Information Block Start
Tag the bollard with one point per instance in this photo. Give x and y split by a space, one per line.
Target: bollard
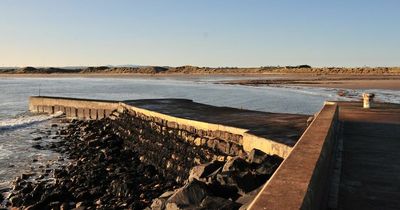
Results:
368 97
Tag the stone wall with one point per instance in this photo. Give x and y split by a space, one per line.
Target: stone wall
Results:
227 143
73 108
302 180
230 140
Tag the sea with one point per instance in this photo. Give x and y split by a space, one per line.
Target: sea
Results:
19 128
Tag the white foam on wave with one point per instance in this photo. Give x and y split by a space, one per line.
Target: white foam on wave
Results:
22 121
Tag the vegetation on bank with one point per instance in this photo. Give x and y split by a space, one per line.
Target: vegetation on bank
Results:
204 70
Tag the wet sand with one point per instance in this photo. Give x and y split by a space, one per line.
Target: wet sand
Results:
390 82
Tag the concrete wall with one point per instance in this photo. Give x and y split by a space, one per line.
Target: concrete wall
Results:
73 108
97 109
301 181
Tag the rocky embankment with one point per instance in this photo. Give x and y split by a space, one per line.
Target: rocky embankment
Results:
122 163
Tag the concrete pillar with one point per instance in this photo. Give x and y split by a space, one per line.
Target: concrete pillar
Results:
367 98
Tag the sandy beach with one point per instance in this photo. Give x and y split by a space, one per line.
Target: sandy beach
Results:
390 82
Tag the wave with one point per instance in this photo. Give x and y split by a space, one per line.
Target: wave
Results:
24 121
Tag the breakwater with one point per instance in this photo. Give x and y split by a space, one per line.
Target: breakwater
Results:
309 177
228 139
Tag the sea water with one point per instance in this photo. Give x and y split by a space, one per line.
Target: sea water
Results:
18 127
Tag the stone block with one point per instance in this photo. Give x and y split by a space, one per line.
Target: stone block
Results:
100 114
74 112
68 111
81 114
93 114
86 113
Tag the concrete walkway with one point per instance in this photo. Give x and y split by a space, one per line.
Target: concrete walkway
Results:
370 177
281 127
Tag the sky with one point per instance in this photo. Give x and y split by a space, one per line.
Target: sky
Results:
Information Block End
Task prompt: A line belongs in the answer if it contains the word "walkway"; copy every such line from the data above.

Task response:
Tag the concrete walkway with one point per instance in this photo. Give x and y split by a space, one per line.
Target: concrete walkway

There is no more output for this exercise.